Among the entries that follow, tally the lines with the string "roof". Give no more than the number.

++++ MATERIAL FOR THE TASK ++++

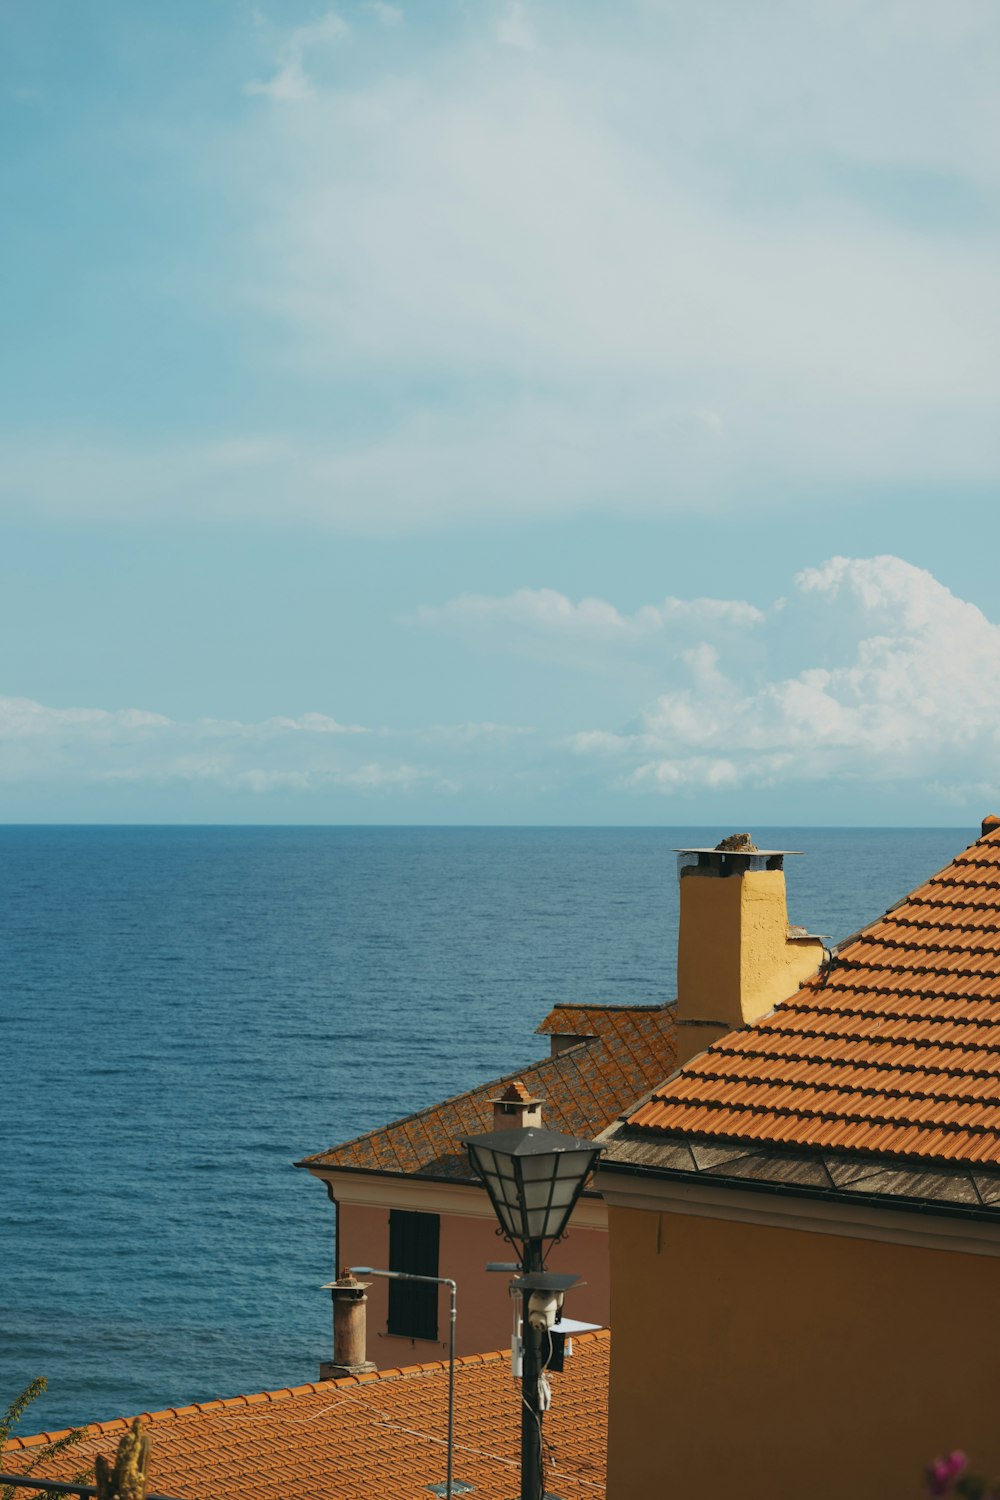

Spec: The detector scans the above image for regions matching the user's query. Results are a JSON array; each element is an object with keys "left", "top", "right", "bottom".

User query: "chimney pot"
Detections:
[{"left": 320, "top": 1270, "right": 377, "bottom": 1381}]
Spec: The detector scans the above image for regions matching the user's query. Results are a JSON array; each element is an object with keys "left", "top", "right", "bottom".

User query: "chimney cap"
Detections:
[
  {"left": 674, "top": 846, "right": 803, "bottom": 857},
  {"left": 490, "top": 1079, "right": 543, "bottom": 1108},
  {"left": 322, "top": 1270, "right": 371, "bottom": 1294}
]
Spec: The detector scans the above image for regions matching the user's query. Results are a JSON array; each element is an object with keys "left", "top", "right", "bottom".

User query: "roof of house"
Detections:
[
  {"left": 2, "top": 1331, "right": 609, "bottom": 1500},
  {"left": 602, "top": 824, "right": 1000, "bottom": 1212},
  {"left": 297, "top": 1003, "right": 676, "bottom": 1181}
]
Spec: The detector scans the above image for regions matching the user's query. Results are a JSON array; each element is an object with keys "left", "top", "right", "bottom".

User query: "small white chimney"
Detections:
[{"left": 491, "top": 1079, "right": 543, "bottom": 1132}]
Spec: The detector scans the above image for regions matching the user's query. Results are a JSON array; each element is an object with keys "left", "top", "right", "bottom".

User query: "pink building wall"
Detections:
[{"left": 335, "top": 1201, "right": 609, "bottom": 1366}]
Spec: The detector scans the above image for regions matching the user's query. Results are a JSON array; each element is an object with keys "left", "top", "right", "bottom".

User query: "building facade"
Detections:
[
  {"left": 297, "top": 1001, "right": 676, "bottom": 1366},
  {"left": 599, "top": 822, "right": 1000, "bottom": 1500}
]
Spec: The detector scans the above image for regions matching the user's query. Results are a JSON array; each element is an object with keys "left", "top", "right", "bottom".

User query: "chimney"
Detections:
[
  {"left": 491, "top": 1079, "right": 543, "bottom": 1132},
  {"left": 319, "top": 1271, "right": 377, "bottom": 1381},
  {"left": 674, "top": 834, "right": 825, "bottom": 1067}
]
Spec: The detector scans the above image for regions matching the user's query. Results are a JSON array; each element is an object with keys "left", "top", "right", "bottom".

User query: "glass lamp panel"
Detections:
[
  {"left": 517, "top": 1153, "right": 560, "bottom": 1210},
  {"left": 465, "top": 1129, "right": 602, "bottom": 1245},
  {"left": 526, "top": 1208, "right": 551, "bottom": 1239},
  {"left": 547, "top": 1182, "right": 576, "bottom": 1208},
  {"left": 469, "top": 1147, "right": 521, "bottom": 1238},
  {"left": 555, "top": 1149, "right": 598, "bottom": 1181}
]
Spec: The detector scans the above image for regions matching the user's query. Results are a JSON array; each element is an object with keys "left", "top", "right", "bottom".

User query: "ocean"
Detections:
[{"left": 0, "top": 824, "right": 972, "bottom": 1431}]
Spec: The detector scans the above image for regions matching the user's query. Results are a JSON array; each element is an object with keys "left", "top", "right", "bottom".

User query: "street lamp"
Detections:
[
  {"left": 349, "top": 1267, "right": 464, "bottom": 1500},
  {"left": 461, "top": 1127, "right": 602, "bottom": 1500}
]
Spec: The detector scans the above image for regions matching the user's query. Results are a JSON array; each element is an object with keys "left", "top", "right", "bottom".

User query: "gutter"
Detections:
[{"left": 598, "top": 1156, "right": 1000, "bottom": 1228}]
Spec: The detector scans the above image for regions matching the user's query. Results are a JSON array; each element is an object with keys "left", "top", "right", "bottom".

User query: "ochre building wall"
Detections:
[
  {"left": 337, "top": 1203, "right": 610, "bottom": 1367},
  {"left": 607, "top": 1204, "right": 1000, "bottom": 1500},
  {"left": 675, "top": 867, "right": 822, "bottom": 1065}
]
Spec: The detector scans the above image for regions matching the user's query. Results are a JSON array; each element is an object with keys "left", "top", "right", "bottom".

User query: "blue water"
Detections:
[{"left": 0, "top": 825, "right": 971, "bottom": 1430}]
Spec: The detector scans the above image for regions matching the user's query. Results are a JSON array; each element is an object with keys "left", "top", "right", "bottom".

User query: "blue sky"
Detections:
[{"left": 2, "top": 0, "right": 999, "bottom": 823}]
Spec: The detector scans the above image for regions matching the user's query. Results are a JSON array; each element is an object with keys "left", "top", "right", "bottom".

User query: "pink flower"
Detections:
[{"left": 925, "top": 1451, "right": 967, "bottom": 1497}]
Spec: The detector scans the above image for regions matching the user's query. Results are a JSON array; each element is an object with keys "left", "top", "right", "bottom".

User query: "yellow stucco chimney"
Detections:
[{"left": 674, "top": 834, "right": 824, "bottom": 1066}]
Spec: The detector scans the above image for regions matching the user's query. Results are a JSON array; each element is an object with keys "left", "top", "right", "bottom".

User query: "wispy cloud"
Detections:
[
  {"left": 0, "top": 695, "right": 533, "bottom": 802},
  {"left": 496, "top": 2, "right": 537, "bottom": 52},
  {"left": 7, "top": 5, "right": 1000, "bottom": 532},
  {"left": 418, "top": 588, "right": 764, "bottom": 638},
  {"left": 7, "top": 558, "right": 1000, "bottom": 814},
  {"left": 246, "top": 10, "right": 349, "bottom": 103}
]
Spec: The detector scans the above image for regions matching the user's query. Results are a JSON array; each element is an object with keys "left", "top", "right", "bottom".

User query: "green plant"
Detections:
[{"left": 0, "top": 1378, "right": 90, "bottom": 1500}]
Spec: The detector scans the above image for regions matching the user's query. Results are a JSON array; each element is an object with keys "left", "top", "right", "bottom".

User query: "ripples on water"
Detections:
[{"left": 0, "top": 824, "right": 970, "bottom": 1427}]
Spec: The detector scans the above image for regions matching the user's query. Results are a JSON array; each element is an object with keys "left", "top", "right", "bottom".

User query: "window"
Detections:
[{"left": 387, "top": 1209, "right": 440, "bottom": 1340}]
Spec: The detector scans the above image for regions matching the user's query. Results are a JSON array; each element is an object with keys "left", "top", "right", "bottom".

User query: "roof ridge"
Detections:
[
  {"left": 295, "top": 1040, "right": 598, "bottom": 1165},
  {"left": 826, "top": 830, "right": 999, "bottom": 952},
  {"left": 540, "top": 1001, "right": 668, "bottom": 1015},
  {"left": 300, "top": 1008, "right": 677, "bottom": 1174}
]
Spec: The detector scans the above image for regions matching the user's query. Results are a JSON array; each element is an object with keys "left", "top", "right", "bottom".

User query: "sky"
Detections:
[{"left": 1, "top": 0, "right": 999, "bottom": 824}]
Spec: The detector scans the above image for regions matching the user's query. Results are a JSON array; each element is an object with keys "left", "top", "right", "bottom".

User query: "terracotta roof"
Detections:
[
  {"left": 535, "top": 1002, "right": 665, "bottom": 1036},
  {"left": 621, "top": 825, "right": 1000, "bottom": 1170},
  {"left": 2, "top": 1333, "right": 609, "bottom": 1500},
  {"left": 298, "top": 1004, "right": 675, "bottom": 1180}
]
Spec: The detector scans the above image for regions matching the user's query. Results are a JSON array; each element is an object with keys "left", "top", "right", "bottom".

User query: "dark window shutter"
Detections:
[{"left": 387, "top": 1210, "right": 440, "bottom": 1340}]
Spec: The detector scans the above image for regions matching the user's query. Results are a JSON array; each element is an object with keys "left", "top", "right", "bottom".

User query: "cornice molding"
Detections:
[
  {"left": 595, "top": 1168, "right": 1000, "bottom": 1258},
  {"left": 306, "top": 1165, "right": 609, "bottom": 1231}
]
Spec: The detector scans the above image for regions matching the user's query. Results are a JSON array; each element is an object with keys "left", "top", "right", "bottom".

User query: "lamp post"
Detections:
[
  {"left": 461, "top": 1127, "right": 602, "bottom": 1500},
  {"left": 349, "top": 1267, "right": 459, "bottom": 1500}
]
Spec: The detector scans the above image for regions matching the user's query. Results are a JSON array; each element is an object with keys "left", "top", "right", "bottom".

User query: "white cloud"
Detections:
[
  {"left": 5, "top": 557, "right": 1000, "bottom": 812},
  {"left": 567, "top": 555, "right": 1000, "bottom": 796},
  {"left": 219, "top": 4, "right": 1000, "bottom": 526},
  {"left": 410, "top": 722, "right": 536, "bottom": 745},
  {"left": 0, "top": 695, "right": 531, "bottom": 801},
  {"left": 0, "top": 695, "right": 172, "bottom": 738},
  {"left": 246, "top": 11, "right": 349, "bottom": 103},
  {"left": 497, "top": 2, "right": 537, "bottom": 52},
  {"left": 416, "top": 585, "right": 769, "bottom": 684},
  {"left": 418, "top": 587, "right": 764, "bottom": 638},
  {"left": 364, "top": 1, "right": 402, "bottom": 25},
  {"left": 7, "top": 7, "right": 1000, "bottom": 531}
]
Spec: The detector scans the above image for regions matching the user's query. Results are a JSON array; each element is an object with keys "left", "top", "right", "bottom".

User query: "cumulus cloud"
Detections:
[
  {"left": 566, "top": 556, "right": 1000, "bottom": 797},
  {"left": 416, "top": 584, "right": 770, "bottom": 685}
]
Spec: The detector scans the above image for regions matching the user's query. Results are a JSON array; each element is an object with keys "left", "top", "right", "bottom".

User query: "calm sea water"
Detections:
[{"left": 0, "top": 825, "right": 971, "bottom": 1430}]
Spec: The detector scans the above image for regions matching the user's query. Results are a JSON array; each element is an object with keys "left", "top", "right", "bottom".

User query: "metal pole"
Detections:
[
  {"left": 349, "top": 1267, "right": 457, "bottom": 1499},
  {"left": 447, "top": 1280, "right": 456, "bottom": 1500},
  {"left": 520, "top": 1239, "right": 544, "bottom": 1500}
]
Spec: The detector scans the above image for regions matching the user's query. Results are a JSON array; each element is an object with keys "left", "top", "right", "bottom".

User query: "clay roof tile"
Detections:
[
  {"left": 3, "top": 1334, "right": 610, "bottom": 1500},
  {"left": 299, "top": 1003, "right": 676, "bottom": 1180},
  {"left": 621, "top": 825, "right": 1000, "bottom": 1170}
]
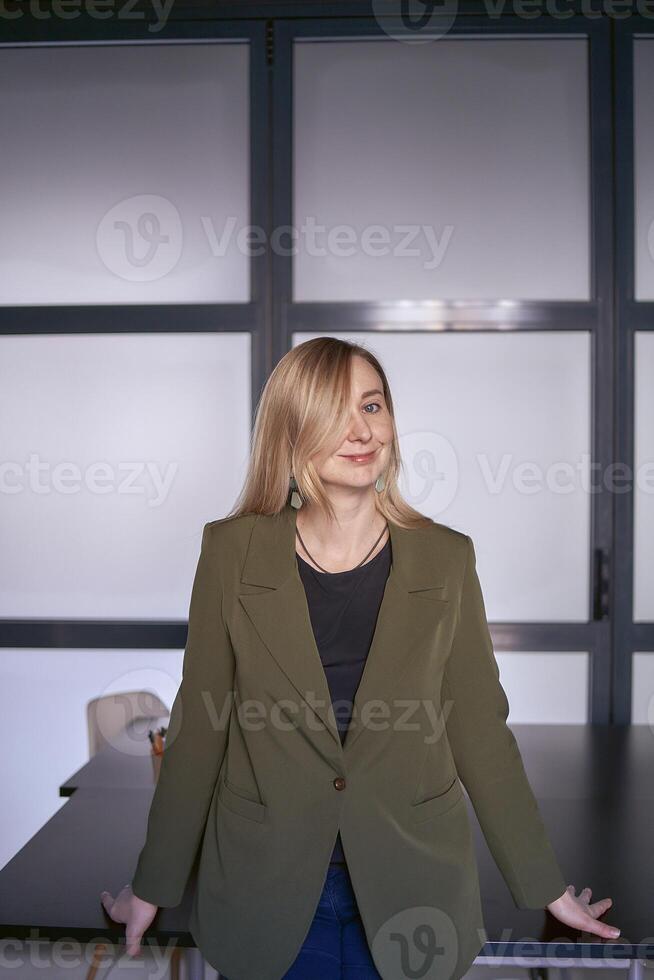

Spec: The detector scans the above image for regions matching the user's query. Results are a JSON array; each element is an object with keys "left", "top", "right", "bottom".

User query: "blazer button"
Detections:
[{"left": 333, "top": 776, "right": 346, "bottom": 791}]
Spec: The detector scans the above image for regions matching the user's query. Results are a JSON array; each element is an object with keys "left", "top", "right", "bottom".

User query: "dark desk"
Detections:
[
  {"left": 471, "top": 725, "right": 654, "bottom": 980},
  {"left": 0, "top": 786, "right": 196, "bottom": 949},
  {"left": 0, "top": 724, "right": 651, "bottom": 980}
]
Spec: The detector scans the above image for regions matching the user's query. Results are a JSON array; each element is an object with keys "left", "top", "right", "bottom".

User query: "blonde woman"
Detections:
[{"left": 102, "top": 337, "right": 619, "bottom": 980}]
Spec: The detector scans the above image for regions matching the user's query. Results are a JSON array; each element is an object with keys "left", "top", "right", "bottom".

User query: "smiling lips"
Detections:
[{"left": 340, "top": 448, "right": 378, "bottom": 463}]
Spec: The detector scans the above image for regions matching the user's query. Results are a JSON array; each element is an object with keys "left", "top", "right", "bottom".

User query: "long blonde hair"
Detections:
[{"left": 227, "top": 337, "right": 433, "bottom": 529}]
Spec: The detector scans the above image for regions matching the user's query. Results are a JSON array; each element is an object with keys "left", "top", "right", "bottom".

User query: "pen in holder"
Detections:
[{"left": 148, "top": 726, "right": 167, "bottom": 783}]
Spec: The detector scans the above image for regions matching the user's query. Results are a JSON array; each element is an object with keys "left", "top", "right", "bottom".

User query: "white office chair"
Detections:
[{"left": 87, "top": 690, "right": 170, "bottom": 757}]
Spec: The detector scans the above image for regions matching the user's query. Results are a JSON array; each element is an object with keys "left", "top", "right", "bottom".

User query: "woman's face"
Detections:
[{"left": 312, "top": 355, "right": 394, "bottom": 495}]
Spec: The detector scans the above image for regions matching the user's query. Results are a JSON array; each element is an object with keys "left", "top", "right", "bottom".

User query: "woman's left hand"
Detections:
[{"left": 546, "top": 885, "right": 620, "bottom": 939}]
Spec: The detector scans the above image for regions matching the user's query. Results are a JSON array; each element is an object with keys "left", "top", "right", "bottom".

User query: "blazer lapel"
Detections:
[{"left": 238, "top": 503, "right": 450, "bottom": 761}]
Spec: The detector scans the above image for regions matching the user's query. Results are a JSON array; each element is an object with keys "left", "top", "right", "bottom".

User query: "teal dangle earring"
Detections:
[
  {"left": 374, "top": 473, "right": 385, "bottom": 493},
  {"left": 289, "top": 474, "right": 303, "bottom": 509}
]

++++

## SOLUTION FOR THIS PROBLEM
4